** start of Extracted data **

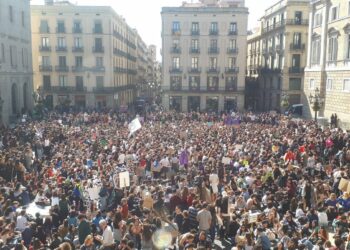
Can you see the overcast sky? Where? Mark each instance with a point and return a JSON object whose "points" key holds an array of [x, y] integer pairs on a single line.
{"points": [[144, 15]]}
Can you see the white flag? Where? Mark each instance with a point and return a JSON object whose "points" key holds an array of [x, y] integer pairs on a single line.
{"points": [[134, 125]]}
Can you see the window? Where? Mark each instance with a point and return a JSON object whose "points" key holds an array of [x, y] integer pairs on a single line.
{"points": [[63, 80], [99, 61], [194, 44], [79, 83], [61, 42], [194, 63], [78, 42], [46, 60], [175, 82], [213, 62], [318, 19], [332, 49], [98, 27], [23, 17], [312, 84], [45, 42], [176, 26], [213, 43], [79, 61], [3, 56], [11, 13], [176, 62], [297, 40], [13, 56], [77, 26], [47, 82], [232, 43], [44, 26], [62, 61], [60, 27], [329, 84], [233, 27], [333, 13], [214, 27], [346, 85], [231, 62], [316, 51], [195, 27], [99, 81], [348, 46], [294, 83], [194, 82]]}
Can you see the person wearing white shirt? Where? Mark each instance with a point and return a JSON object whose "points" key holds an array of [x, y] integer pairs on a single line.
{"points": [[107, 239], [22, 221]]}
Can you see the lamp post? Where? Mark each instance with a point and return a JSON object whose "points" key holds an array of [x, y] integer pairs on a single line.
{"points": [[317, 102], [285, 101]]}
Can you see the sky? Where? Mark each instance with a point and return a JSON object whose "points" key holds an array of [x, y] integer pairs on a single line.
{"points": [[144, 15]]}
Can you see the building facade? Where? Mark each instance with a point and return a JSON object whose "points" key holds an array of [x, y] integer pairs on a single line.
{"points": [[204, 55], [277, 53], [328, 59], [83, 56], [16, 83]]}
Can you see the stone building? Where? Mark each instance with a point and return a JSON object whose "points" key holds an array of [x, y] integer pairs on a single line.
{"points": [[328, 59], [204, 55], [276, 56], [84, 55], [16, 83]]}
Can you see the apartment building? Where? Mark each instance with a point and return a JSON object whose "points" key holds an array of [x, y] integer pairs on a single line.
{"points": [[277, 53], [328, 59], [204, 55], [16, 82], [83, 55]]}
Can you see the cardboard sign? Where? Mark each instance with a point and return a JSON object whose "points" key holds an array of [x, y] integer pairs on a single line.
{"points": [[343, 185], [124, 179]]}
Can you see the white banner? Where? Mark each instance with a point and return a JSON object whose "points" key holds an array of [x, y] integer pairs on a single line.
{"points": [[134, 125]]}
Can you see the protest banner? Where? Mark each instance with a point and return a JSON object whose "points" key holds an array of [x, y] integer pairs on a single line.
{"points": [[343, 185], [124, 179], [133, 126]]}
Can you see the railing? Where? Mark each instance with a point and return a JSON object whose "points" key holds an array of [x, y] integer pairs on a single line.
{"points": [[194, 50], [232, 70], [99, 49], [61, 30], [113, 89], [297, 22], [232, 50], [194, 70], [213, 50], [45, 48], [176, 32], [232, 32], [61, 68], [45, 68], [195, 32], [77, 49], [296, 70], [97, 30], [214, 32], [78, 69], [175, 50], [175, 70], [213, 70], [98, 69], [297, 46], [61, 49]]}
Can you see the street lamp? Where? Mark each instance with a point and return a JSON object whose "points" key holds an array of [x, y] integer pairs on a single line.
{"points": [[317, 102], [285, 100]]}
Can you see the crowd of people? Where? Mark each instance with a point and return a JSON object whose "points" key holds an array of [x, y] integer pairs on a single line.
{"points": [[193, 181]]}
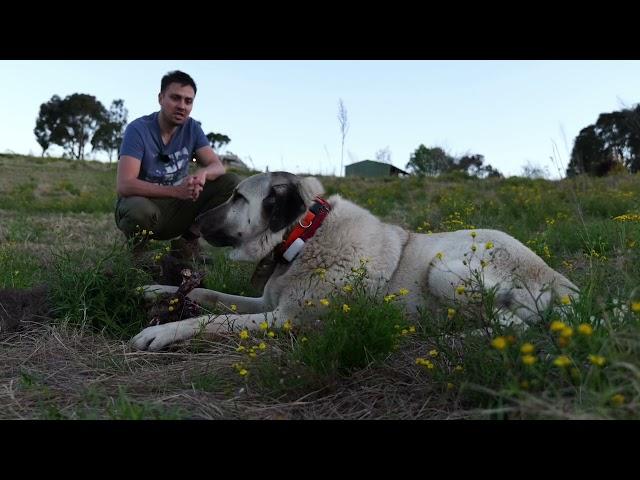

** end of Extracted data **

- _Problem details_
Rewrite every one of the stored entries above, swapping "Mark each instance" for "Mark every instance" and keeping everything else the same. Omit the pictures.

- _Reply to the exercise_
Can you see the overcast sky? Where? Mark every instance with a point and return a JSON object whose "points" key holds an array of [x, y] integer pairs on a single line.
{"points": [[144, 15]]}
Can you see the white flag? Where? Mark every instance with a point and return a JSON object whose "points" key holds an array of [x, y] integer pairs on a single line.
{"points": [[134, 125]]}
Can you see the window? Where? Mark every instance with a point and return a JSON object whose "points" key holds an array of [x, y] integer pairs on a single line.
{"points": [[63, 80], [99, 61], [194, 44], [79, 83], [61, 42], [194, 63], [78, 42], [46, 60], [175, 82], [213, 62], [318, 19], [332, 49], [98, 27], [23, 17], [312, 84], [45, 42], [176, 26], [213, 43], [79, 61], [3, 56], [11, 13], [176, 62], [297, 40], [13, 56], [77, 26], [47, 82], [232, 43], [44, 26], [62, 61], [60, 27], [329, 84], [233, 27], [333, 13], [214, 27], [346, 85], [231, 62], [316, 51], [195, 27], [99, 81], [348, 46], [294, 83], [194, 82]]}
Can you see the person wearing white shirt? Where? Mark every instance with a point and return a JSON object whose "points" key holds an array of [x, y] integer pairs on a single line.
{"points": [[107, 239], [22, 221]]}
Can you see the lamp post? Where? Mark every instance with a point and return a JSON object whose "points" key holds an array of [x, y] integer pairs on a single line.
{"points": [[317, 102], [285, 101]]}
Can you see the sky? Where? Mark every instance with a point and return a JSON object whose "points" key holds an array of [x, y] integer pairs on a single line.
{"points": [[144, 15]]}
Can you see the building facade? Where? Mark every instance with a point and return a JSON object whose "points" key holds an array of [x, y] integer pairs on a single line.
{"points": [[204, 55], [277, 53], [328, 59], [83, 56], [16, 83]]}
Can you see the stone building? Where? Mark every instance with a point and return a JSON object whose "points" key holds an array of [x, y] integer pairs on a single line.
{"points": [[328, 59], [204, 55], [276, 56], [84, 55], [16, 83]]}
Can you see the apartment building? Where? Mark every instance with a point and return a JSON object whose "points" key holds an array of [x, y] integer pairs on a single line.
{"points": [[277, 53], [328, 59], [204, 55], [16, 82], [83, 55]]}
Can you see the cardboard sign? Where? Mark every instance with a point and return a JSON object whose "points" key holds an array of [x, y] integer pairs on a single line.
{"points": [[343, 185], [124, 179]]}
Can you see the white banner? Where? Mark every instance with a point and return a JSON object whose "points" key holds an array of [x, y] integer pairs on a single line.
{"points": [[134, 125]]}
Can you see the protest banner? Where? Mark every instance with a point and return a JSON object whose "points" key holds an array of [x, y] integer pairs on a single line.
{"points": [[343, 185], [124, 179], [133, 126]]}
Can you see the railing? Where? Mark every instance with a point and return a JSON object whose "points" key holds an array of [x, y] integer pairs on a single line.
{"points": [[194, 50], [232, 70], [99, 49], [61, 30], [113, 89], [297, 22], [232, 50], [194, 70], [213, 50], [45, 48], [176, 32], [232, 32], [61, 68], [45, 68], [195, 32], [77, 49], [296, 70], [97, 30], [214, 32], [78, 69], [175, 50], [175, 70], [213, 70], [98, 69], [297, 46], [61, 49]]}
Can you see the street lamp? Where? Mark every instance with a point and return a JSON object whose "points" key holds an array of [x, y] integer pairs on a single line.
{"points": [[317, 102], [285, 100]]}
Can you see the crowd of people? Where? Mark every instance with a point and return a JSON object whose "points" key holds an array of [x, y] integer pairs on a single line.
{"points": [[193, 181]]}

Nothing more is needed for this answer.